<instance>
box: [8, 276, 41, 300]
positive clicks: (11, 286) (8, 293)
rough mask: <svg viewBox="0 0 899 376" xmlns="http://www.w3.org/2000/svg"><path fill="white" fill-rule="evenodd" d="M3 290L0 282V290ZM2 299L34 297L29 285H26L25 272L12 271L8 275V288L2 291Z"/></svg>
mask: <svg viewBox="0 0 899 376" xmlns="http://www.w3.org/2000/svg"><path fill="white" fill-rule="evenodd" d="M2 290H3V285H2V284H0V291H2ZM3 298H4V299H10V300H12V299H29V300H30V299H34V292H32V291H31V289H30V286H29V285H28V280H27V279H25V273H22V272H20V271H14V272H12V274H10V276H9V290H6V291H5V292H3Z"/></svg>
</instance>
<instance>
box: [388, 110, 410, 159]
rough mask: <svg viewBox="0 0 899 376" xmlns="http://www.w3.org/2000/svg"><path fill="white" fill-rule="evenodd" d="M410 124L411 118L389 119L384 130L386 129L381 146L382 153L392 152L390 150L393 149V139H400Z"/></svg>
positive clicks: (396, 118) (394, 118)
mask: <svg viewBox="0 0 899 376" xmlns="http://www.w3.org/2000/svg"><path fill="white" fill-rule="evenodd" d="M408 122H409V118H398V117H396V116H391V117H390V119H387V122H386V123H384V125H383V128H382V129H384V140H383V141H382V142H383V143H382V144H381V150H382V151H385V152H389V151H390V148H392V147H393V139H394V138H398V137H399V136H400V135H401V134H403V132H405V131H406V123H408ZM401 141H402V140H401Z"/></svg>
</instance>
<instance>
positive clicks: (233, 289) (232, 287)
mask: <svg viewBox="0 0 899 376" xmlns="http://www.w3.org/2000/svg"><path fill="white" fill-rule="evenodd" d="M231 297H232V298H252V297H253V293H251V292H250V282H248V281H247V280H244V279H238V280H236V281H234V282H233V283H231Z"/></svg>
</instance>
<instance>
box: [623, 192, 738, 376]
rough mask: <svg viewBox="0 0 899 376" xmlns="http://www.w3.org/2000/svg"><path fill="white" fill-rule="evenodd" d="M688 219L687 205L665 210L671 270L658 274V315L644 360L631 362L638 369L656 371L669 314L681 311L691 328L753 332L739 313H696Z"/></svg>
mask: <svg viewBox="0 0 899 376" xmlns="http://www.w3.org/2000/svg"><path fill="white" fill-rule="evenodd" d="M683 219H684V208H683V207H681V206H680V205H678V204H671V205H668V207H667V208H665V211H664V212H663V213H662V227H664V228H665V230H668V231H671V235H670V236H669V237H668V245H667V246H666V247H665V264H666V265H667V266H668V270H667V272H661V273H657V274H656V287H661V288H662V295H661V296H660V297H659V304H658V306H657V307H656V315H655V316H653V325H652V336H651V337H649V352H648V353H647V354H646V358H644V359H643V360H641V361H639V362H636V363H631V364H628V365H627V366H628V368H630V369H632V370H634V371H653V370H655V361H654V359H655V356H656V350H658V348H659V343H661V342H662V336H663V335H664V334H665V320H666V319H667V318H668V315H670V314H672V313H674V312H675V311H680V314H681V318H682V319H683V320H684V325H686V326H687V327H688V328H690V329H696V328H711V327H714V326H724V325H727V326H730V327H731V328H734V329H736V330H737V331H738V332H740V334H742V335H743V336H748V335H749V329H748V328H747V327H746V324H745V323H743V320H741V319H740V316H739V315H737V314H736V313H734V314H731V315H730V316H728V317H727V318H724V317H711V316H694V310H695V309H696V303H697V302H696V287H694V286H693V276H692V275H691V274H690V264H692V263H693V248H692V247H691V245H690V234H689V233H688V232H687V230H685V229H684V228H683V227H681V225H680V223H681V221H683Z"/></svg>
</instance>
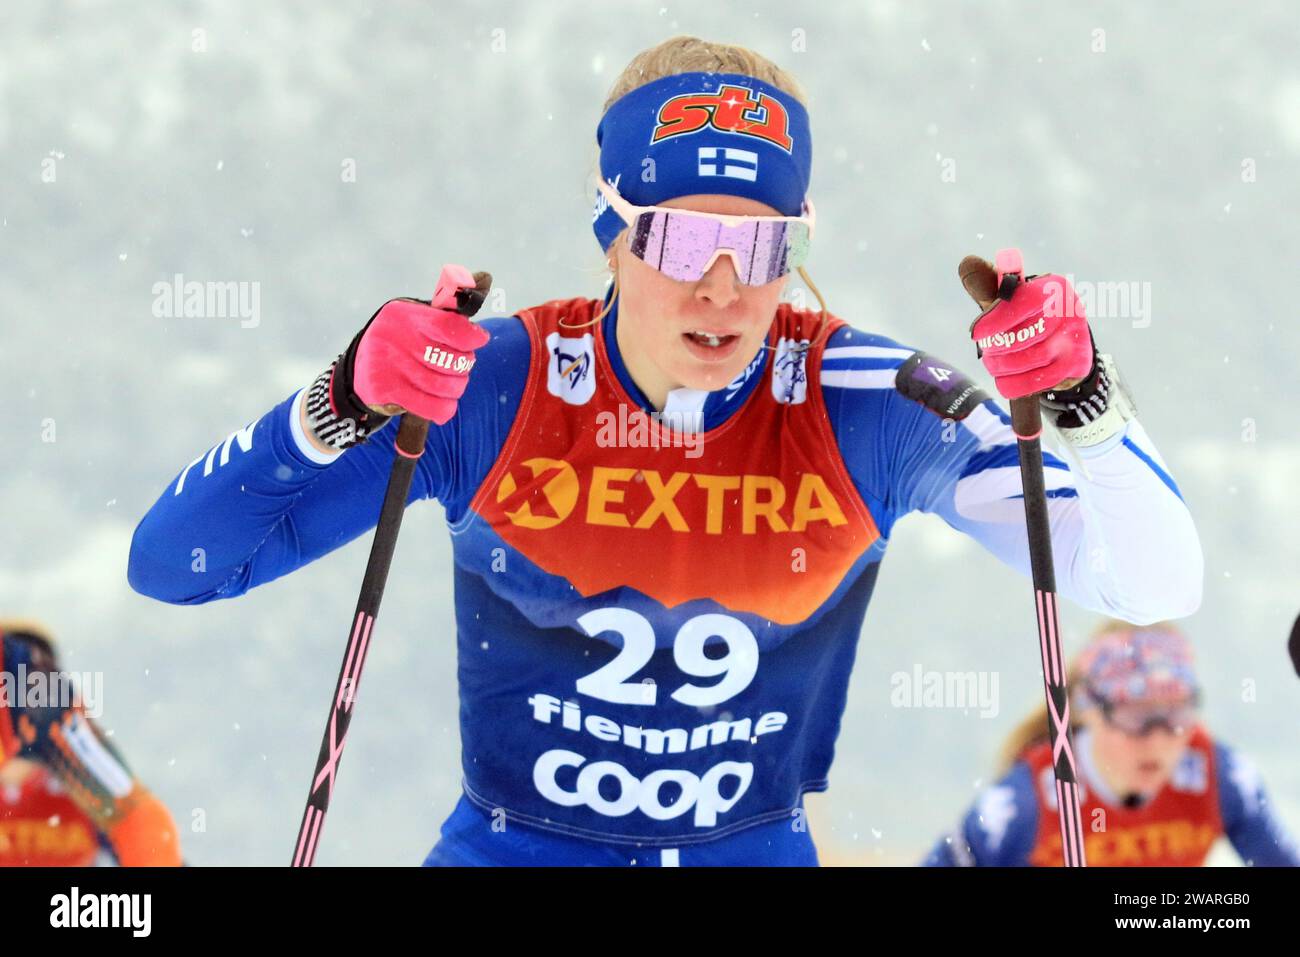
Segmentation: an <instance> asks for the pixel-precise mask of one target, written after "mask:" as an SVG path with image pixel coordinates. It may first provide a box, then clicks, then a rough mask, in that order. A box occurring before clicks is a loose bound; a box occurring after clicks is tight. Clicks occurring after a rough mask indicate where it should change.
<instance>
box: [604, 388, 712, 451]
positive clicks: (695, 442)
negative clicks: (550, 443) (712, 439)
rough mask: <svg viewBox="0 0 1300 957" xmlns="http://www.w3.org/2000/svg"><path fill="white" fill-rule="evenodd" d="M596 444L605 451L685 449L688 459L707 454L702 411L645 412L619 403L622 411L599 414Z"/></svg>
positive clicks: (704, 421)
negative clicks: (612, 449)
mask: <svg viewBox="0 0 1300 957" xmlns="http://www.w3.org/2000/svg"><path fill="white" fill-rule="evenodd" d="M595 425H597V432H595V443H597V445H598V446H601V447H602V449H685V450H686V451H685V452H682V454H684V455H685V456H686V458H688V459H698V458H699V456H701V455H703V454H705V434H703V433H705V413H703V412H702V411H682V412H650V413H647V412H645V411H643V410H640V408H632V410H629V408H628V406H627V404H625V403H621V402H620V403H619V411H617V412H616V413H615V412H611V411H610V410H602V411H601V412H597V413H595Z"/></svg>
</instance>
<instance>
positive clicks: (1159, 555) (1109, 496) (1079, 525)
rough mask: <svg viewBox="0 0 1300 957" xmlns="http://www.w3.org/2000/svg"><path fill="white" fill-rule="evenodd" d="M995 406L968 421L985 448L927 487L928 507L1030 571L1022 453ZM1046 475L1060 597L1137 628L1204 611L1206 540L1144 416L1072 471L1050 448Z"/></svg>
mask: <svg viewBox="0 0 1300 957" xmlns="http://www.w3.org/2000/svg"><path fill="white" fill-rule="evenodd" d="M989 406H993V403H992V402H985V403H984V404H983V406H982V407H980V408H979V410H976V411H975V412H974V413H972V415H971V416H969V419H966V420H963V423H970V424H971V426H974V428H975V429H976V430H978V432H971V434H972V436H974V437H975V438H976V439H978V442H979V445H978V446H975V449H974V451H972V452H971V455H970V456H969V458H967V459H966V464H965V465H963V468H962V469H961V472H959V473H958V475H956V476H954V480H953V481H952V482H949V484H939V486H937V488H935V486H931V488H932V490H933V493H935V494H933V495H932V497H931V501H928V502H927V503H926V510H927V511H933V512H936V514H939V515H940V516H943V519H944V520H945V521H948V524H950V525H952V527H953V528H957V529H958V531H962V532H965V533H967V534H969V536H971V537H972V538H975V540H976V541H978V542H980V545H983V546H984V547H985V549H988V550H989V551H992V553H993V554H995V555H997V557H998V558H1000V559H1001V560H1002V562H1005V563H1006V564H1009V566H1011V567H1014V568H1018V570H1021V571H1022V572H1023V573H1024V575H1028V573H1030V558H1028V540H1027V536H1026V531H1024V501H1023V497H1022V490H1021V473H1019V451H1018V449H1017V441H1015V436H1014V434H1013V433H1011V428H1010V424H1009V421H1008V420H1006V417H1005V415H1002V413H1001V410H996V407H995V411H996V413H995V411H991V410H989ZM971 420H976V421H975V423H971ZM995 423H996V424H995ZM1044 477H1045V480H1047V481H1045V484H1047V490H1048V516H1049V521H1050V527H1052V557H1053V564H1054V570H1056V580H1057V592H1058V593H1060V594H1061V596H1063V597H1066V598H1070V599H1071V601H1074V602H1078V603H1079V605H1082V606H1084V607H1087V609H1091V610H1093V611H1097V612H1101V614H1105V615H1110V616H1114V618H1121V619H1123V620H1127V622H1132V623H1134V624H1151V623H1152V622H1158V620H1162V619H1171V618H1183V616H1187V615H1191V614H1192V612H1195V611H1196V610H1197V609H1199V607H1200V603H1201V588H1203V579H1204V558H1203V555H1201V545H1200V538H1199V537H1197V534H1196V527H1195V524H1193V523H1192V516H1191V512H1190V511H1188V508H1187V505H1186V503H1184V502H1183V498H1182V493H1180V492H1179V489H1178V485H1177V484H1175V482H1174V480H1173V477H1171V476H1170V472H1169V468H1167V465H1166V464H1165V462H1164V459H1161V456H1160V452H1158V451H1157V450H1156V446H1154V443H1152V441H1151V438H1149V437H1148V436H1147V432H1145V429H1144V428H1143V426H1141V424H1140V423H1139V421H1138V420H1130V421H1128V423H1127V425H1126V428H1125V432H1123V433H1121V434H1118V436H1115V437H1113V438H1112V439H1109V441H1108V442H1105V443H1104V445H1102V446H1099V447H1095V449H1088V450H1080V462H1079V463H1073V464H1069V465H1067V464H1066V463H1065V462H1062V460H1061V459H1060V458H1058V456H1056V455H1053V454H1052V452H1050V451H1047V450H1045V451H1044Z"/></svg>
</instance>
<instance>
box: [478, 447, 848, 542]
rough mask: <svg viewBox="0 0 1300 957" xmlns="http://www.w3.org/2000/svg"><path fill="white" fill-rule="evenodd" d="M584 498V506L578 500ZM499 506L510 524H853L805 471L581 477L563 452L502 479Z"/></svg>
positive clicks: (735, 527) (618, 472) (615, 525)
mask: <svg viewBox="0 0 1300 957" xmlns="http://www.w3.org/2000/svg"><path fill="white" fill-rule="evenodd" d="M580 499H582V502H584V505H582V506H580V505H578V501H580ZM497 505H499V506H500V507H502V512H503V514H504V516H506V518H507V519H508V520H510V521H511V524H515V525H519V527H521V528H533V529H547V528H554V527H555V525H558V524H560V523H562V521H564V520H565V519H568V518H569V516H571V515H573V514H575V512H576V514H577V518H576V520H578V521H585V523H586V524H588V525H608V527H611V528H633V529H645V528H655V527H656V525H660V524H663V525H667V527H668V529H671V531H673V532H682V533H689V532H692V531H695V532H699V531H703V532H705V534H724V533H735V532H738V533H740V534H758V533H759V531H762V532H763V533H764V534H766V533H770V532H787V533H788V532H793V533H796V534H798V533H802V532H803V531H805V529H807V528H809V525H813V524H815V523H826V524H827V525H828V527H831V528H837V527H839V525H844V524H846V523H848V519H846V518H845V515H844V510H842V508H841V507H840V503H839V502H837V501H836V498H835V494H833V493H832V492H831V489H829V486H828V485H827V484H826V480H824V479H823V477H822V476H820V475H818V473H815V472H803V473H802V475H800V477H798V485H797V486H792V488H787V485H785V482H783V481H781V479H780V477H779V476H775V475H708V473H699V472H669V473H667V475H664V473H662V472H658V471H656V469H653V468H612V467H607V465H594V467H593V468H591V469H590V471H589V472H584V473H582V475H581V476H578V473H577V471H576V469H575V468H573V465H571V464H569V463H567V462H564V460H562V459H550V458H545V456H537V458H532V459H525V460H524V462H523V463H520V465H516V467H515V468H512V469H511V471H510V472H507V473H506V475H504V476H503V477H502V480H500V482H499V484H498V485H497Z"/></svg>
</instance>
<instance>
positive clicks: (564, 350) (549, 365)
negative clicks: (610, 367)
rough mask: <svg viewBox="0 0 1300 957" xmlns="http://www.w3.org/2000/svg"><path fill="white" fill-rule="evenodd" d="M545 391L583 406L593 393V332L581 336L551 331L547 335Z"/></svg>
mask: <svg viewBox="0 0 1300 957" xmlns="http://www.w3.org/2000/svg"><path fill="white" fill-rule="evenodd" d="M546 351H547V354H549V358H547V365H546V391H549V393H550V394H551V395H554V397H556V398H559V399H564V402H567V403H568V404H571V406H585V404H586V403H588V402H589V400H590V398H591V397H593V395H595V374H594V369H593V368H591V367H593V364H594V361H595V347H594V345H593V339H591V333H588V334H586V335H584V337H582V338H580V339H571V338H565V337H563V335H560V334H559V333H551V334H550V335H547V337H546Z"/></svg>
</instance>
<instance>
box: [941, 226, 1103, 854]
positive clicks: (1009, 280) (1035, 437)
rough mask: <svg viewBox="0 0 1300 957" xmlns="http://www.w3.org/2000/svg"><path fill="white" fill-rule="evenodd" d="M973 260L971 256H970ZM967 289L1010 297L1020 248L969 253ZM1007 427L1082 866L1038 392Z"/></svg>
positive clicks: (1058, 791) (1054, 747) (1054, 769)
mask: <svg viewBox="0 0 1300 957" xmlns="http://www.w3.org/2000/svg"><path fill="white" fill-rule="evenodd" d="M972 260H974V261H972ZM958 274H959V276H961V280H962V285H965V286H966V291H967V293H970V294H971V296H972V298H974V299H975V300H976V302H978V303H980V308H984V309H988V308H989V306H991V304H992V303H993V302H995V299H1010V298H1011V295H1013V294H1014V293H1015V289H1017V286H1019V285H1021V283H1022V282H1023V281H1024V263H1023V259H1022V256H1021V251H1019V250H1001V251H1000V252H998V254H997V268H996V269H992V268H989V265H988V263H985V261H984V260H983V259H979V257H978V256H967V257H966V259H963V260H962V263H961V265H959V267H958ZM1011 432H1014V433H1015V445H1017V450H1018V452H1019V459H1021V485H1022V488H1023V490H1024V524H1026V529H1027V532H1028V540H1030V571H1031V575H1032V579H1034V606H1035V611H1036V614H1037V620H1039V653H1040V655H1041V659H1043V683H1044V693H1045V696H1047V702H1048V737H1049V740H1050V742H1052V768H1053V771H1054V772H1056V793H1057V814H1058V818H1060V824H1061V856H1062V859H1063V862H1065V866H1066V867H1084V866H1087V862H1086V859H1084V853H1083V814H1082V807H1080V804H1079V779H1078V770H1076V766H1075V761H1074V745H1073V742H1071V737H1070V690H1069V688H1067V687H1066V663H1065V654H1063V651H1062V645H1061V623H1060V616H1058V615H1057V593H1056V570H1054V568H1053V564H1052V527H1050V524H1049V521H1048V497H1047V488H1045V482H1044V479H1043V445H1041V442H1040V437H1041V434H1043V412H1041V410H1040V407H1039V397H1037V395H1026V397H1023V398H1018V399H1011Z"/></svg>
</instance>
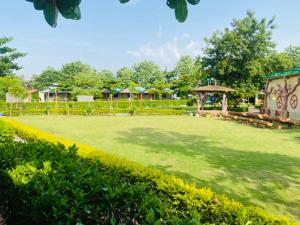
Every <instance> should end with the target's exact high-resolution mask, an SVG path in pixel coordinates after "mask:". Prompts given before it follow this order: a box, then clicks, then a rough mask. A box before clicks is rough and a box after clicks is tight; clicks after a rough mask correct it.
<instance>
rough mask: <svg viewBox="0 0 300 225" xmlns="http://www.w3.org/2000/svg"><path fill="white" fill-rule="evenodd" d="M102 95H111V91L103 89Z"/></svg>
mask: <svg viewBox="0 0 300 225" xmlns="http://www.w3.org/2000/svg"><path fill="white" fill-rule="evenodd" d="M102 93H103V94H110V91H109V90H108V89H103V90H102Z"/></svg>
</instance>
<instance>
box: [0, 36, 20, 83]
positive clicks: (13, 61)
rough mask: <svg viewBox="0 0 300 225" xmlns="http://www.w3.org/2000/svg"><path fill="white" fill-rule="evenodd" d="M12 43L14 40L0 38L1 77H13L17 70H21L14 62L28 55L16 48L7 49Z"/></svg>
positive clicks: (0, 66) (7, 38)
mask: <svg viewBox="0 0 300 225" xmlns="http://www.w3.org/2000/svg"><path fill="white" fill-rule="evenodd" d="M10 41H12V38H7V37H2V38H1V37H0V77H4V76H7V75H12V74H13V73H14V71H15V70H19V69H21V67H20V66H19V65H18V64H17V63H16V62H14V61H15V60H16V59H18V58H20V57H24V56H25V55H26V54H25V53H20V52H18V51H17V50H16V49H15V48H10V47H7V46H6V44H7V43H9V42H10Z"/></svg>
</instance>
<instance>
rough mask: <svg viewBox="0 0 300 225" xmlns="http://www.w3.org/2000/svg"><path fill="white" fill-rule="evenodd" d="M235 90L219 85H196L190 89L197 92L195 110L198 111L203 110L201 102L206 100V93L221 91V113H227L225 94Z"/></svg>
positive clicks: (207, 95)
mask: <svg viewBox="0 0 300 225" xmlns="http://www.w3.org/2000/svg"><path fill="white" fill-rule="evenodd" d="M234 91H235V90H234V89H232V88H229V87H224V86H219V85H207V86H200V87H196V88H194V89H193V90H192V92H193V93H196V94H197V111H198V113H200V112H201V110H203V104H204V103H205V102H206V101H207V97H208V93H222V94H223V99H222V113H225V114H226V113H227V94H228V93H229V92H234Z"/></svg>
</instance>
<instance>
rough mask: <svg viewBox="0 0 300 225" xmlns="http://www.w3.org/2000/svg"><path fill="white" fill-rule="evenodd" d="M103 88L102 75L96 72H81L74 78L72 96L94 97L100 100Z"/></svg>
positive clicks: (78, 73) (93, 71) (88, 71)
mask: <svg viewBox="0 0 300 225" xmlns="http://www.w3.org/2000/svg"><path fill="white" fill-rule="evenodd" d="M102 86H103V83H102V80H101V75H100V73H98V72H96V71H95V70H91V71H88V72H80V73H78V74H77V75H75V77H74V87H73V90H72V96H74V97H76V96H77V95H93V96H94V97H95V98H100V97H101V88H102Z"/></svg>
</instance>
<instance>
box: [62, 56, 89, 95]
mask: <svg viewBox="0 0 300 225" xmlns="http://www.w3.org/2000/svg"><path fill="white" fill-rule="evenodd" d="M91 71H93V68H92V67H91V66H90V65H88V64H84V63H82V62H80V61H77V62H72V63H67V64H65V65H63V66H62V68H61V72H60V77H59V79H58V80H57V82H56V83H59V85H60V89H61V90H64V91H72V89H73V87H74V82H75V77H76V75H77V74H79V73H90V72H91Z"/></svg>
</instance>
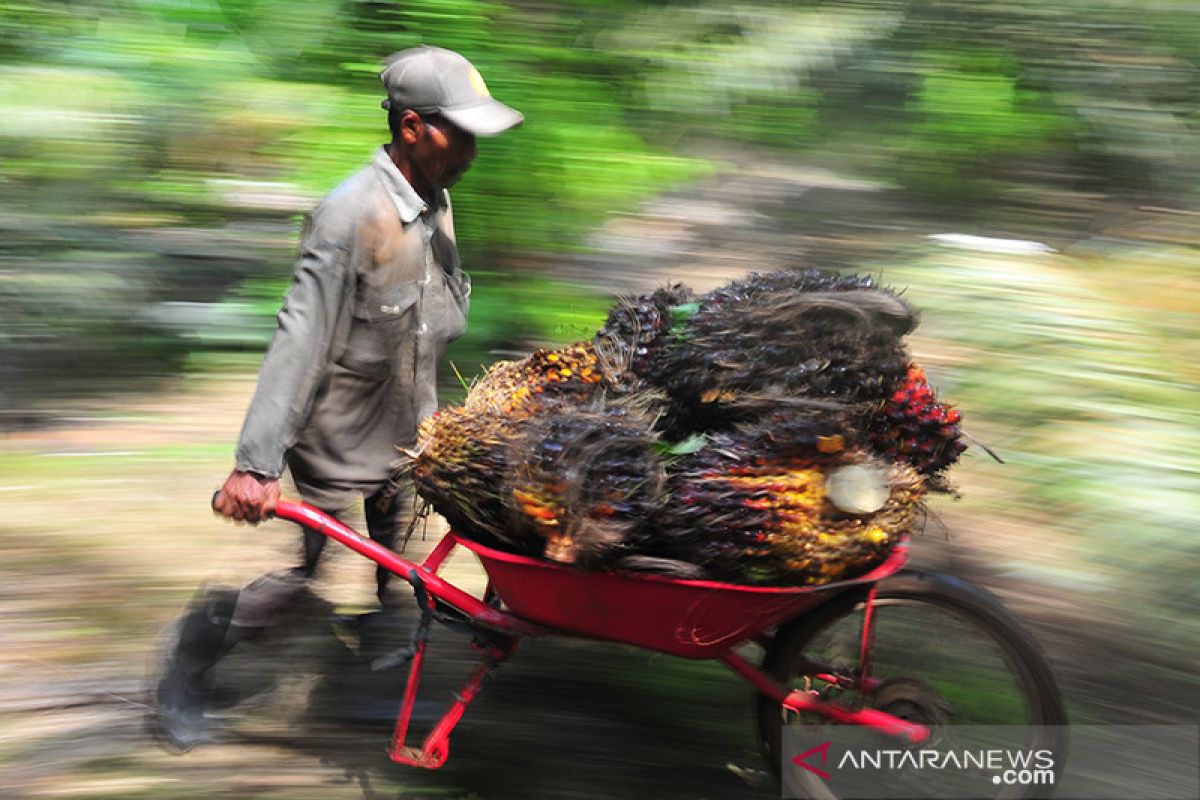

---*---

Requirement:
Your answer must be every line from the entries that contains the string "with", copied as it stands.

Answer to this problem:
Segmentation: an <instance> asks for the pixel-precise mask of one target, written after "mask:" as an SVG path with image pixel coordinates. It may first provide a box, then clicks, then a rough mask, in that order. A box occurring before clicks is a loose bound; a box occurring after clicks is tight. Clicks occurring after a rough mask indicate where it should change.
Every <instance> should end with the target's exact high-resolution mask, an SVG path in pixel coordinates after "mask:". Prompts given before it follow this order: a box, then clicks, then a rough mask. A box before clicks is rough and a box after clicks is tight; clicks after a rough mask correct it.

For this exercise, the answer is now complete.